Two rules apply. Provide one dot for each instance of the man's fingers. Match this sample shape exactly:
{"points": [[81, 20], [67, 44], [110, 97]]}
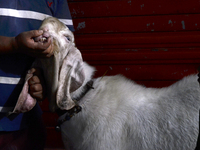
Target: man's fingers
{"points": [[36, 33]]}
==
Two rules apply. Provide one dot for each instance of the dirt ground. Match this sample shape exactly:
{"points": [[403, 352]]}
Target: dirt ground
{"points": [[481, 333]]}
...
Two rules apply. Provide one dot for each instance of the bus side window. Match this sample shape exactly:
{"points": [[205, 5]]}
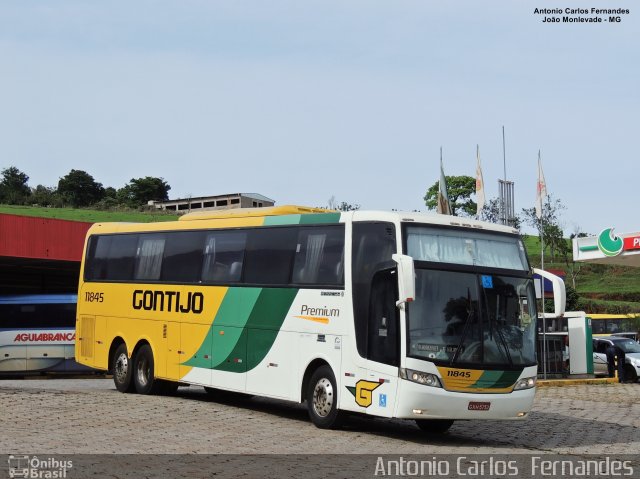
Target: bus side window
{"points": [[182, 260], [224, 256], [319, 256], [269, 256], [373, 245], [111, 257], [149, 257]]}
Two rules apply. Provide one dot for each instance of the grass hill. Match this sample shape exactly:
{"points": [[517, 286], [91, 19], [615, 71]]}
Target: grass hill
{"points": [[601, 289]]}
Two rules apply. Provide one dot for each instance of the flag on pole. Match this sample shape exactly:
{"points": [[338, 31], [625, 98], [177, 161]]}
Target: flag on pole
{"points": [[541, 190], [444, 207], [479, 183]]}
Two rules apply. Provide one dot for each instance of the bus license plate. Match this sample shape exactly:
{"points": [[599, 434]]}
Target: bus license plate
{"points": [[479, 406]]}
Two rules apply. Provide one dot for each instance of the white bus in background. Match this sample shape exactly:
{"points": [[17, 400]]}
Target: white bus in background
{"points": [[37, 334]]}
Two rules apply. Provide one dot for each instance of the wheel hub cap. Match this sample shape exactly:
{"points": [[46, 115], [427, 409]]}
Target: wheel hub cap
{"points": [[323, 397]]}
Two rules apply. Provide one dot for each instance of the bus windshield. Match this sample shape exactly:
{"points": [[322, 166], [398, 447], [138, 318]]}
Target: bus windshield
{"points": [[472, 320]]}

§ Assignment
Search the records for the string "each" and, wherever a line contains it, please copy that line.

§ Task response
Two rules apply. Provide one dot for each instance of the man's fingers. Match this sample shape exactly:
Two rules apply. Provide one dot for each instance of the dirt ground. Match this sample shape exactly:
Two rules apply. Provide one dot for each instance of the bus side window. Match this sample shape exactly:
Two rules apply. Provide one dot for each instance of the grass hill. Match this sample shape exactly:
Two rules apply. Provide one dot for each instance of the flag on pole. Match this sample shape exactly:
Two rules apply. Provide one dot for each instance of the bus license plate. Match this sample shape exactly:
Two rules apply. Provide one dot for each instance of the white bus in background. Match this sample shape exactly:
Two rules apply. Provide one dot for each instance of the wheel hub cap. Match this sample shape exactly:
Two rules apply. Provide one dot for each instance of the bus windshield. Match this sample shape exactly:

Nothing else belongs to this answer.